> [THE INPUT]:

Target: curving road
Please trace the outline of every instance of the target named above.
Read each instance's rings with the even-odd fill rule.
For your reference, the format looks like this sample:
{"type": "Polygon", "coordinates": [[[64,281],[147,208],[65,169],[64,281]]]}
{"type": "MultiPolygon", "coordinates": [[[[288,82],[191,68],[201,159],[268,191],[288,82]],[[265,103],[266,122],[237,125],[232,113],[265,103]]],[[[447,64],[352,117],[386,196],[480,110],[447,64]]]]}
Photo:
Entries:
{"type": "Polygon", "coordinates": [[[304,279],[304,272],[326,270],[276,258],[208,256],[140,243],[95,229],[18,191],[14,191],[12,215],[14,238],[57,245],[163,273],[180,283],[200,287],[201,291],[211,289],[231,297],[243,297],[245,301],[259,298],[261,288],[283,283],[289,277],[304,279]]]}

> [PROBLEM TO WORK ON]: Put these items into a two-column CSV with the header "query" and "reply", one row per item. Give each item's text and its answer as single quoted fields, with line breaks replaced by spaces.

> [IN RESPONSE]:
query,reply
"Target: curving road Please trace the outline of every instance of the target named above. Read each instance's rings with the even-odd fill rule. For your reference, the format looks like this sample: {""type"": ""Polygon"", ""coordinates"": [[[64,281],[147,208],[65,169],[64,281]]]} {""type"": ""MultiPolygon"", ""coordinates"": [[[[288,82],[191,68],[201,159],[268,191],[288,82]],[[265,103],[266,122],[237,125],[232,113],[265,103]]],[[[447,64],[352,117],[386,196],[480,110],[447,64]]]]} Photo: Entries:","{""type"": ""Polygon"", ""coordinates"": [[[304,279],[304,272],[326,270],[276,258],[208,256],[140,243],[95,229],[18,191],[14,191],[12,215],[14,238],[57,245],[163,273],[180,283],[200,287],[201,291],[211,289],[231,297],[243,297],[245,301],[259,298],[261,288],[283,283],[289,277],[304,279]]]}"